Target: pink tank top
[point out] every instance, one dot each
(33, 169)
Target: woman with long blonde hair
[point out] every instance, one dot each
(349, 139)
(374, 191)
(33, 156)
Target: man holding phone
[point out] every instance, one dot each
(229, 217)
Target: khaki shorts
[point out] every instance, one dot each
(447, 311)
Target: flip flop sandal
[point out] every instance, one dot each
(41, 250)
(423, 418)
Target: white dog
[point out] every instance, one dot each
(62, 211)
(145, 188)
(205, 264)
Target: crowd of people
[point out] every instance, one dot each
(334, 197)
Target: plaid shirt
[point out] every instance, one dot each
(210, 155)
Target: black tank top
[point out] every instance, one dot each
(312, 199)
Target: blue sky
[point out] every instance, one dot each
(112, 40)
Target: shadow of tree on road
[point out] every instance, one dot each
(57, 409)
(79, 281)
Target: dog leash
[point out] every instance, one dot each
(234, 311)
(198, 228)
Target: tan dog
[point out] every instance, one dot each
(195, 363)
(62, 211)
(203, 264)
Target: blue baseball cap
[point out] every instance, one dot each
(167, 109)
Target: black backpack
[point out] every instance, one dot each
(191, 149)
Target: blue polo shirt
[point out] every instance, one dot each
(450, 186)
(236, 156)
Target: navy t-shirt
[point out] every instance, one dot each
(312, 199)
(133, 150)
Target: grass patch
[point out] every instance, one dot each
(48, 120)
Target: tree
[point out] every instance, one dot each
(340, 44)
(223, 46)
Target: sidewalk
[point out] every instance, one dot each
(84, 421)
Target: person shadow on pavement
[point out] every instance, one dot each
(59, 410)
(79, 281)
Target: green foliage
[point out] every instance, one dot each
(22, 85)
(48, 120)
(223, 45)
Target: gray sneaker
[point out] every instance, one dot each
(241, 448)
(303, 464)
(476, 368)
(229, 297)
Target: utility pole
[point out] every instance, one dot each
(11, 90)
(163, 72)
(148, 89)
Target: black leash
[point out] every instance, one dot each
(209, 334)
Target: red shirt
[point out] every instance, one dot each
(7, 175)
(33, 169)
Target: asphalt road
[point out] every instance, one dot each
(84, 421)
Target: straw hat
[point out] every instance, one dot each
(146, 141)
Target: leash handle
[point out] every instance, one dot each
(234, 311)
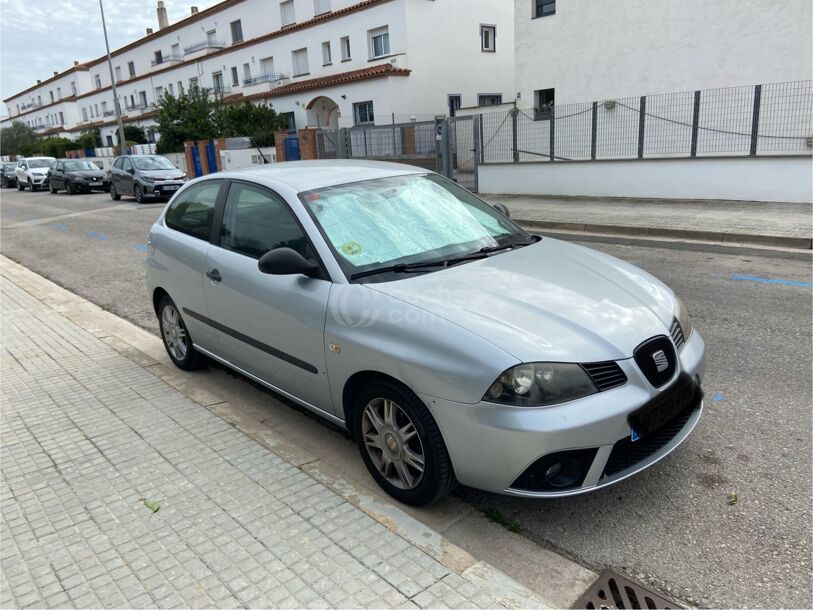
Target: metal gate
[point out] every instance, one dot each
(463, 149)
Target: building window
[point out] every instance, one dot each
(217, 82)
(489, 99)
(543, 104)
(300, 62)
(455, 101)
(236, 32)
(267, 65)
(544, 8)
(363, 113)
(488, 35)
(379, 42)
(286, 10)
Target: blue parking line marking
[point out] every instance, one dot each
(769, 280)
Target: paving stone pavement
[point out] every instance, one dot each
(88, 434)
(747, 217)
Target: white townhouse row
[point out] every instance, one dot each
(328, 63)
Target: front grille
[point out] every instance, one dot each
(627, 453)
(676, 331)
(606, 375)
(650, 353)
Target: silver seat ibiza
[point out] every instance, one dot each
(452, 344)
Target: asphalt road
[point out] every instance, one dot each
(671, 526)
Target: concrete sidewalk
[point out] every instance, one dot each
(91, 436)
(785, 225)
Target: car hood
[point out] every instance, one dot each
(87, 173)
(163, 174)
(551, 301)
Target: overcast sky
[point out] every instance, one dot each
(40, 36)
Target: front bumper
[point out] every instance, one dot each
(492, 445)
(161, 190)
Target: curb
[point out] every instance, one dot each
(146, 350)
(774, 241)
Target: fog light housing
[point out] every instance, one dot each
(557, 471)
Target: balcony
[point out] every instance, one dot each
(168, 59)
(205, 45)
(263, 78)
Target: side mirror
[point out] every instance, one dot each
(501, 209)
(285, 261)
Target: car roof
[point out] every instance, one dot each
(308, 175)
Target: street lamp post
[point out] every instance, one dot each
(116, 105)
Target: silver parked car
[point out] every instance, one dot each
(452, 344)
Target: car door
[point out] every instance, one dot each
(125, 186)
(271, 326)
(178, 247)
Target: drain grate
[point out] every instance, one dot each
(611, 590)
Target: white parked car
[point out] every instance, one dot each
(33, 172)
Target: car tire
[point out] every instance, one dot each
(395, 431)
(177, 340)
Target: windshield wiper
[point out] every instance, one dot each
(399, 268)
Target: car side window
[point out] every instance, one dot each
(193, 210)
(256, 221)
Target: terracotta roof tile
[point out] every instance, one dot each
(333, 79)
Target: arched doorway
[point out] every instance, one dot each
(323, 112)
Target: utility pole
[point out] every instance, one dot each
(116, 106)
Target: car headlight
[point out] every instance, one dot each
(683, 318)
(538, 384)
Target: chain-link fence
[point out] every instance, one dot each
(772, 119)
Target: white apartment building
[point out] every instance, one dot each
(331, 63)
(585, 51)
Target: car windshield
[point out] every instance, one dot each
(405, 219)
(152, 163)
(78, 166)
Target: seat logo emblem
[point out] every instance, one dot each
(661, 361)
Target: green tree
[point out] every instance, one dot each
(247, 119)
(189, 116)
(17, 139)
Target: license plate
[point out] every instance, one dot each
(664, 407)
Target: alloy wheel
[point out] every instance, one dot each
(393, 443)
(174, 332)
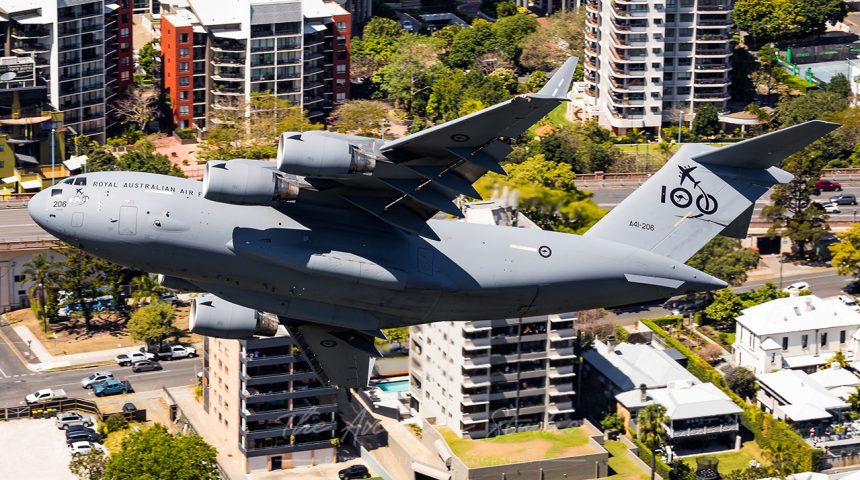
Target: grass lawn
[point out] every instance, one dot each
(518, 447)
(623, 465)
(731, 461)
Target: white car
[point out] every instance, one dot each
(849, 302)
(94, 378)
(83, 448)
(796, 287)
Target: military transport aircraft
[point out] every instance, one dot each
(336, 239)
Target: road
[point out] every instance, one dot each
(610, 197)
(176, 373)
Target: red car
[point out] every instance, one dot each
(824, 185)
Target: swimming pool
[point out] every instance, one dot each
(398, 386)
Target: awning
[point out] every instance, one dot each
(26, 159)
(31, 184)
(75, 163)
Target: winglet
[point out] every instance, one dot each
(768, 150)
(559, 83)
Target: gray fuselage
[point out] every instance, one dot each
(341, 267)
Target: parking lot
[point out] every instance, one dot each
(34, 449)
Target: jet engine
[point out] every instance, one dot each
(216, 317)
(314, 155)
(247, 182)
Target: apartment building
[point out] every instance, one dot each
(218, 52)
(266, 403)
(795, 332)
(649, 61)
(82, 50)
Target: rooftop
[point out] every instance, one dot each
(520, 447)
(630, 365)
(796, 314)
(684, 400)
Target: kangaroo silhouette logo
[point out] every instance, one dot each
(683, 197)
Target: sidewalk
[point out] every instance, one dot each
(46, 361)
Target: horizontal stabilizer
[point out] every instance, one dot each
(768, 150)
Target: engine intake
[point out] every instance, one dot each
(321, 156)
(247, 182)
(213, 316)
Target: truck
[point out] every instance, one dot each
(112, 387)
(170, 352)
(45, 395)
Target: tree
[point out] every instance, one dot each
(251, 128)
(88, 467)
(840, 85)
(185, 457)
(561, 36)
(137, 106)
(846, 253)
(651, 430)
(742, 381)
(725, 308)
(363, 117)
(152, 323)
(547, 194)
(725, 259)
(706, 123)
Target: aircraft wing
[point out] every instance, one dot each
(421, 174)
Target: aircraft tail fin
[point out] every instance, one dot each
(704, 191)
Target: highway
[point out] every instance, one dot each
(176, 373)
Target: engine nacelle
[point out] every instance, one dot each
(321, 156)
(213, 316)
(247, 182)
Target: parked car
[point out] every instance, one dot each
(844, 199)
(796, 287)
(850, 302)
(83, 448)
(46, 395)
(353, 471)
(64, 420)
(824, 185)
(112, 387)
(85, 435)
(145, 366)
(94, 378)
(126, 359)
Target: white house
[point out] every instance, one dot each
(796, 333)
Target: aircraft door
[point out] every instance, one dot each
(127, 220)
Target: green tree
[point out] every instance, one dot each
(725, 259)
(510, 31)
(846, 253)
(742, 381)
(471, 43)
(547, 194)
(725, 308)
(88, 467)
(155, 454)
(651, 430)
(152, 323)
(706, 123)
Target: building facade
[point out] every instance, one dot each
(649, 61)
(218, 53)
(82, 51)
(795, 333)
(266, 402)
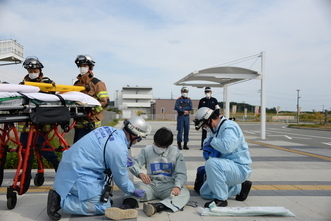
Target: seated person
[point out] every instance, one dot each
(227, 159)
(166, 175)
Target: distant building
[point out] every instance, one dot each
(163, 109)
(138, 101)
(11, 52)
(134, 101)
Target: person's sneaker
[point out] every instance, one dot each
(116, 213)
(149, 209)
(220, 203)
(245, 188)
(53, 205)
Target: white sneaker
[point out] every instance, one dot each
(116, 213)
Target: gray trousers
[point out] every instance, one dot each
(162, 190)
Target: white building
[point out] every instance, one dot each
(134, 101)
(11, 52)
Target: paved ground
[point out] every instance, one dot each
(282, 177)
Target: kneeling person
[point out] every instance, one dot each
(166, 175)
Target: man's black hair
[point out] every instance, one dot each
(163, 137)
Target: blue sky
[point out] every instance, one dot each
(156, 43)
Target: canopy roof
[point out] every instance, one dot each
(220, 76)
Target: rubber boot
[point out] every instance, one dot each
(53, 205)
(129, 203)
(245, 188)
(151, 208)
(179, 144)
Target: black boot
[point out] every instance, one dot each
(220, 203)
(53, 205)
(245, 188)
(152, 208)
(179, 145)
(129, 203)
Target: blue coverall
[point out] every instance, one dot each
(210, 103)
(80, 178)
(183, 120)
(226, 173)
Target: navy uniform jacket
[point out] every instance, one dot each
(183, 104)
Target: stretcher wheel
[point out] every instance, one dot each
(39, 179)
(11, 198)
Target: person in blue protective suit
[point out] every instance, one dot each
(166, 175)
(227, 159)
(82, 182)
(183, 106)
(210, 102)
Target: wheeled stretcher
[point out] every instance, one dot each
(23, 103)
- - - -
#### The task
Reproduce, word for word, the lines from the one containing "Target: wheeled stretcher" through the end of the records, including both ends.

#### Reply
Target: wheeled stretcher
[point out] every instance, one dot each
(23, 103)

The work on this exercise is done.